(Excerpts from a detection dataset)
● ● ● ● ●
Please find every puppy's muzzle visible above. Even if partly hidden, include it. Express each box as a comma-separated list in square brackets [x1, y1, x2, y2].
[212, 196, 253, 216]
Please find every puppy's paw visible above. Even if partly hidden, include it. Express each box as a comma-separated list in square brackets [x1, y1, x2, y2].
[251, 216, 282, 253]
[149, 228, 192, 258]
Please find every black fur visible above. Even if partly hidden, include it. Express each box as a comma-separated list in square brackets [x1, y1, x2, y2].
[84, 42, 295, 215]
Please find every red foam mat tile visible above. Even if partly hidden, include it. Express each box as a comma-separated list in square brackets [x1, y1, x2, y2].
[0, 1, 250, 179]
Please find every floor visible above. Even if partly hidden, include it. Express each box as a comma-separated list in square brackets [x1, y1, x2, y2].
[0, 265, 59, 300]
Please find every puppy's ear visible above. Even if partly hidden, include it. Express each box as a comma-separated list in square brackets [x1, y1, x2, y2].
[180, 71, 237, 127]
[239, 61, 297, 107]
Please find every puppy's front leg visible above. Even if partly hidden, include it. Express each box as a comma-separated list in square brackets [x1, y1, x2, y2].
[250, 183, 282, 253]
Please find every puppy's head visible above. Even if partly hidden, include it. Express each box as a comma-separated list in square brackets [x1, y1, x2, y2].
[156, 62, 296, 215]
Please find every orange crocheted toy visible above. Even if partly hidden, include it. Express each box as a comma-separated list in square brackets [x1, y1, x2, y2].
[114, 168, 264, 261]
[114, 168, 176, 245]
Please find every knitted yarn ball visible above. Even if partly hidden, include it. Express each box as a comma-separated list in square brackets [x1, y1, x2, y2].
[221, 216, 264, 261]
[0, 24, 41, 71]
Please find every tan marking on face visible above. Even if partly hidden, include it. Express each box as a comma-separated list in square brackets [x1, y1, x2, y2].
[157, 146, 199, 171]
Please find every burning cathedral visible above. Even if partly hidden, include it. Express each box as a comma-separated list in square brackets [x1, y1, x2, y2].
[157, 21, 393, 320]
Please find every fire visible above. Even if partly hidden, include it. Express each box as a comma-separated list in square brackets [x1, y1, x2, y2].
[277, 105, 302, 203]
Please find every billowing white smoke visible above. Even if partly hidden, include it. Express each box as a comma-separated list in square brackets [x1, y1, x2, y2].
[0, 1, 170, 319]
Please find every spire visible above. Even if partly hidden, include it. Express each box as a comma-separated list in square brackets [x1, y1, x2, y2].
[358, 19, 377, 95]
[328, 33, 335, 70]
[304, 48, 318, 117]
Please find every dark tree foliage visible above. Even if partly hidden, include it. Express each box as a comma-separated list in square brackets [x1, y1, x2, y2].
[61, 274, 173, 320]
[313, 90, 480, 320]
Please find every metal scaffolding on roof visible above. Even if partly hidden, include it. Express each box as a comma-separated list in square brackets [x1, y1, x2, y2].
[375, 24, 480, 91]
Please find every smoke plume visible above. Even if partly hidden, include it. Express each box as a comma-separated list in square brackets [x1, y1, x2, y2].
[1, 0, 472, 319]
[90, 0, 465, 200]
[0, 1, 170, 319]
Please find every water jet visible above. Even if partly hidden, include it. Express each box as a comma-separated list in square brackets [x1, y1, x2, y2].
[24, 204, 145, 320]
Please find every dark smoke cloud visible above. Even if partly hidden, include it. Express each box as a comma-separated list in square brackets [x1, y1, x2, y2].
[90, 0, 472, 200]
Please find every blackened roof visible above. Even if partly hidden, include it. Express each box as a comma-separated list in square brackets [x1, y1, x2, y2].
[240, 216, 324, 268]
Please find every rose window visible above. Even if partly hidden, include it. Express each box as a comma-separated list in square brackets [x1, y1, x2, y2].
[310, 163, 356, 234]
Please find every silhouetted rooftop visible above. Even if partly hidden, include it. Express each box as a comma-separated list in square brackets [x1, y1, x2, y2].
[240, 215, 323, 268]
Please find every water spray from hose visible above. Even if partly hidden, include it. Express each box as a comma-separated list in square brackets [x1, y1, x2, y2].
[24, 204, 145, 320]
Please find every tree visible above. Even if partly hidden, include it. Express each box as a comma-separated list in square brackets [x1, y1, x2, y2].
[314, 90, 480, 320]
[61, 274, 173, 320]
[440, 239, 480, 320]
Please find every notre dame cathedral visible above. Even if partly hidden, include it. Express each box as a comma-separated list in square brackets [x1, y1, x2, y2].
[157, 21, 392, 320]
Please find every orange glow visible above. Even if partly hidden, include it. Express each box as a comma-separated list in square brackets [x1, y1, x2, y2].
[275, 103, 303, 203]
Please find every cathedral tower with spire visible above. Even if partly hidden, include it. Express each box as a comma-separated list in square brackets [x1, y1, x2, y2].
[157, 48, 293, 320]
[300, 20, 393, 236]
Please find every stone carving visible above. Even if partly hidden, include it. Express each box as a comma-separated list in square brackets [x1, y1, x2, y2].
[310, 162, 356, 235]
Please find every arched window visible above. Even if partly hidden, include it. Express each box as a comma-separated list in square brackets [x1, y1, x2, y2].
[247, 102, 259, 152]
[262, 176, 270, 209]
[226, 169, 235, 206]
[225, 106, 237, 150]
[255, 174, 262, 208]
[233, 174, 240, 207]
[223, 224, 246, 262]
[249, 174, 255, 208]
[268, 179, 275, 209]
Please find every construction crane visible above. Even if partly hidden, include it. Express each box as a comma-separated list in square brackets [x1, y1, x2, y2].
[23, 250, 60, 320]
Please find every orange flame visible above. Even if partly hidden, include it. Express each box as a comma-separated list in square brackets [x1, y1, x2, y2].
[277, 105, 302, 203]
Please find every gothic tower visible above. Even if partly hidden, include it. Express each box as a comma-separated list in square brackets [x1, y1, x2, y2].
● ● ● ● ●
EXERCISE TASK
Copy out all of the material above word for word, with nothing changed.

FULL ANSWER
Please find every puppy's muzzle visible above. Even if partly hidden, include it. Express each box as a comma-separated list in square brackets [x1, y1, x2, y2].
[212, 196, 253, 216]
Please find every puppy's paw visible above. Even if partly hidden, include it. Express each box as a comma-separated list in square brackets [x1, y1, x2, y2].
[251, 216, 282, 253]
[149, 228, 192, 258]
Please find every black fur visible above. Even if partly hidden, include it. Express each box as a comma-separated list in square brackets [x1, y1, x2, y2].
[84, 42, 295, 215]
Please find every red foam mat tile visible above. Even if partly hidden, include it. Express each box as a comma-separated list in square brackets [x1, y1, x2, y2].
[0, 1, 250, 179]
Please find every floor visible above. Even if partly hidden, include it. Express each box as a comma-separated list in square brackets [x1, y1, x2, y2].
[0, 265, 59, 300]
Please find every puppy's ear visible above. Even if partly hidden, include it. Express each box as a comma-separated list in square brackets [x1, y1, x2, y2].
[180, 71, 237, 127]
[239, 61, 297, 107]
Please find every puppy's front leg visible above. Even if partly hidden, include it. Express each box as a comma-separated list in square brackets [x1, y1, x2, y2].
[250, 183, 282, 253]
Please find every puppy's head visible above. Even if partly hidden, include it. Express each box as a comma-separated list in square brackets [x1, y1, x2, y2].
[156, 62, 296, 215]
Please find every orange crocheted toy visible above. Even if partly hidden, include it. Express each box as a comma-separated list in square brackets [x1, y1, x2, y2].
[114, 168, 264, 261]
[114, 168, 176, 245]
Please find every knitted yarn ball visible above. Even if partly hidden, include it. Express each box as a comma-separated list in square brackets [x1, y1, x2, y2].
[221, 216, 264, 261]
[0, 24, 41, 71]
Please find every tan marking on face visible above. Even if partly hidden, include it. Express each box as a comma-separated list in square brackets [x1, y1, x2, y2].
[157, 146, 199, 171]
Please find every burning cathedral visible above. Even if partly hidden, include it. Express each box as a comma-separated list in square brackets [x1, y1, x2, y2].
[157, 21, 393, 320]
Please find every fire visible above. Even if partly hidden, include it. Express each box as a comma-separated list in square brackets [x1, y1, x2, y2].
[277, 105, 302, 203]
Please find every billowing white smoke visible above. Even if partly hidden, include it. Express each box as a comma-separated list in square brackets [x1, y1, x2, y2].
[0, 1, 170, 319]
Please find every spire visible above. Even if partly hidden, include it. Express each box as a comma-separated list in square brackets [x1, y1, x2, y2].
[358, 19, 377, 95]
[328, 33, 335, 70]
[304, 48, 318, 117]
Please find every dark tree foliage visible above. Even if partly hidden, include it. Express each box as a comma-separated list in square brackets [x1, y1, x2, y2].
[61, 274, 173, 320]
[313, 90, 480, 320]
Please find every metal scaffolding on roof visible above. Even if partly hidden, include it. Express each box as a comma-separated list in square brackets [x1, y1, x2, y2].
[375, 24, 480, 91]
Please find every smoke plume visible above. Even if partly hidden, include it. Express each box as a comma-separated list in square brackets [x1, y1, x2, y2].
[1, 0, 472, 319]
[90, 0, 465, 200]
[0, 1, 170, 319]
Please find every water jet visible above. Even if partly hidden, include it. Express each box as a comma-separated list in square brackets [x1, y1, x2, y2].
[24, 204, 145, 320]
Please find every dark smoke cloud visible above. Even if partly hidden, include it. Express each box as a comma-separated list in square brackets [x1, y1, x2, y2].
[90, 0, 472, 200]
Please find every blackened roof visible above. Even if partly hidden, include it. Express each box as a comma-separated list in square brackets [x1, y1, x2, y2].
[240, 216, 324, 268]
Please find every rose window visible above. Even if partly hidden, include it. Express each box as a comma-separated list in square brackets [x1, y1, x2, y2].
[310, 163, 356, 234]
Please find every silhouetted rooftop visible above. Even if partly hidden, include it. Express each box as a comma-separated list in square brackets [x1, y1, x2, y2].
[240, 215, 323, 268]
Please find every water spray from hose visible above. Even if partly hidden, include it. Express each box as a comma-separated list in square brackets [x1, y1, x2, y2].
[24, 204, 145, 320]
Please find every tree visible above. Even if partly hidden, include it. Express each box as a comma-separated list in square brackets [x1, y1, x2, y2].
[314, 90, 480, 320]
[61, 274, 173, 320]
[440, 239, 480, 320]
Please find every notre dame cathedral visible above. Even if partly hidden, include it. Express each box as a comma-separated list in square brackets [x1, y1, x2, y2].
[157, 21, 392, 320]
Please find every orange glow visible above. Even if partly hidden, include it. Express each box as a comma-separated list in square brackets [x1, y1, x2, y2].
[275, 103, 303, 203]
Please find every cathedral tower with spire visible above. Even if partly hidden, include it. Express each box as a comma-separated list in square brackets [x1, y1, x2, y2].
[157, 48, 293, 320]
[300, 20, 393, 236]
Please find every stone carving visible above. Even if partly hidden, include it. Express each box as a comma-separated list in square brackets [x1, y1, x2, y2].
[310, 162, 356, 235]
Please find every arched window visible above. Even if partly hidden, include it. Express each box as a comma-separated list in square brackets [x1, y1, x2, y2].
[247, 102, 259, 152]
[262, 176, 270, 209]
[226, 169, 235, 206]
[225, 106, 237, 150]
[255, 174, 262, 208]
[233, 174, 240, 207]
[223, 224, 246, 262]
[249, 174, 255, 208]
[268, 179, 275, 209]
Please find every construction crane visible above. Even if partly hidden, include it. Express each box as a comma-separated list in square brackets [x1, y1, x2, y2].
[23, 250, 60, 320]
Please find every orange flame visible above. Even if partly hidden, include it. Express each box as a comma-separated list in square brackets [x1, y1, x2, y2].
[277, 105, 302, 203]
Please find every gothic tower visible above. Even if partly hidden, include it. Express each box as a comma-separated list in square brackets [x1, y1, x2, y2].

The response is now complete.